Challenge A
Return the passage of the Yogjakarta post starting at "In Yogjakarta I" and ending at "parts of Indonesia.", copied word for word.
Challenge B
Report, copied in full, every line of the records that contains the word "control".

Archive for the ‘Indonesia’ Category

Yogjakarta

Sunday, June 6th, 2010

In Yogjakarta I spent about three days exploring the city, together with Claudia and David who I had met on the way there. David had been traveling for well over a year and had some great stories from all around the world. Together they plan to travel at least another year; most people I meet are traveling for more than 6 months: it shows 7 weeks is not a very long time :p. In the time that we had in Yogja we visited the main sites which consisted of the center (Malioboro street), the Sultans Palace, the Buddhist temple Borobudur and the Hindu temple Prambanan. Most of the visits were interspersed with locals asking for pictures; and these are not just scool children I’m talking about, also groups of older women and grown up men. Apparently being white is quite an attraction in these parts of Indonesia.

Even though Yogjakarta was a great place with great sights it was also the place where I kind of got fed up with Indonesia. Its not the country, the food or the people per se because I really like all of them. It is the attitude people have towards tourists. Someone – most likely the decadent tourists – must have given them the idea that money grows on trees in the west. Now in a sense it is true that money earned in euros or dollars goes a long way in Indonesia, but it does not mean that we are willing to spend all the money we have there. All this culminates in the fact that tourists are overcharged for everything everywhere! I can understand this for certain things such as Borobudur which realistically is expensive to maintain and letting the tourists *and* locals pay for it would mean that locals could not visit anymore. So tourists pay more: fair enough.

Records for processing
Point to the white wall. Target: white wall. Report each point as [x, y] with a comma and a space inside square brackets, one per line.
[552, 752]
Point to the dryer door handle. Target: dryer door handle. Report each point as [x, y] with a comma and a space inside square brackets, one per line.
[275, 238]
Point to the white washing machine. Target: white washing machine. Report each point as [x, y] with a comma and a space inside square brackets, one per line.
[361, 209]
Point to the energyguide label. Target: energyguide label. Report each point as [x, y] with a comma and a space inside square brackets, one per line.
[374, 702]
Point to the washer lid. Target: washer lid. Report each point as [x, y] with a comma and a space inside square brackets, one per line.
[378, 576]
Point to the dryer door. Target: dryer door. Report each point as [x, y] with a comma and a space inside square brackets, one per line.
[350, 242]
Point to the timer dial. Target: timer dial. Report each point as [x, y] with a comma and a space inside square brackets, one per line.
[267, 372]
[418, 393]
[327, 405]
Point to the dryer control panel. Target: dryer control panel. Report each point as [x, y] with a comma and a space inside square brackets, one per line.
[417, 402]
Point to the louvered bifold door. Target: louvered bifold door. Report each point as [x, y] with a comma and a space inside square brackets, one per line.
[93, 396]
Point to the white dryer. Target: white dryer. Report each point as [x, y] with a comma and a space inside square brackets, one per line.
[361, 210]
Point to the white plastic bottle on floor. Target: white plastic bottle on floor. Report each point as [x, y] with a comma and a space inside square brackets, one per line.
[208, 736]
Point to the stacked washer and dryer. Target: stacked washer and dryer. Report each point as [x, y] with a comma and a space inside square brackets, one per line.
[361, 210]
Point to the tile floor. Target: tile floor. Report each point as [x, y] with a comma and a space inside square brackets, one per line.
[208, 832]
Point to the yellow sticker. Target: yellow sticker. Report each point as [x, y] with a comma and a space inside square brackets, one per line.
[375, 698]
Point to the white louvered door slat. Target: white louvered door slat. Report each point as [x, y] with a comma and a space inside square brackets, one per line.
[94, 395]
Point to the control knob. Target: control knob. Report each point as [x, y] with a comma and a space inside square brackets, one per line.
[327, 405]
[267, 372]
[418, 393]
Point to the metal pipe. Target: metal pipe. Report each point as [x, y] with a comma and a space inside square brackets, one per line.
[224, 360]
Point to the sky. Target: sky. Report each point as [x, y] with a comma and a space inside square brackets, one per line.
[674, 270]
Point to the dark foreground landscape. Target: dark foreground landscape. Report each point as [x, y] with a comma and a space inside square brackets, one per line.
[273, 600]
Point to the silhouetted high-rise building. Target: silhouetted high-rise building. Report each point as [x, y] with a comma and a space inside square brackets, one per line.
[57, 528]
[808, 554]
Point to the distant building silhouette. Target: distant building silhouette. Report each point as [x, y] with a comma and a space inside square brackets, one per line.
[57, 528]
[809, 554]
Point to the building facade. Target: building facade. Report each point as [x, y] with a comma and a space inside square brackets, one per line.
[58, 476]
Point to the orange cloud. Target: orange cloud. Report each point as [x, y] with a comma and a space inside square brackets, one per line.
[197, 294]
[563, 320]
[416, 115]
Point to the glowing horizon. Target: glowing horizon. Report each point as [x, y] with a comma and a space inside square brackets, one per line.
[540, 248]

Answer A
In Yogjakarta I spent about three days exploring the city, together with Claudia and David who I had met on the way there. David had been traveling for well over a year and had some great stories from all around the world. Together they plan to travel at least another year; most people I meet are traveling for more than 6 months: it shows 7 weeks is not a very long time :p. In the time that we had in Yogja we visited the main sites which consisted of the center (Malioboro street), the Sultans Palace, the Buddhist temple Borobudur and the Hindu temple Prambanan. Most of the visits were interspersed with locals asking for pictures; and these are not just scool children I’m talking about, also groups of older women and grown up men. Apparently being white is quite an attraction in these parts of Indonesia.

Answer B
Point to the dryer control panel. Target: dryer control panel. Report each point as [x, y] with a comma and a space inside square brackets, one per line.
Point to the control knob. Target: control knob. Report each point as [x, y] with a comma and a space inside square brackets, one per line.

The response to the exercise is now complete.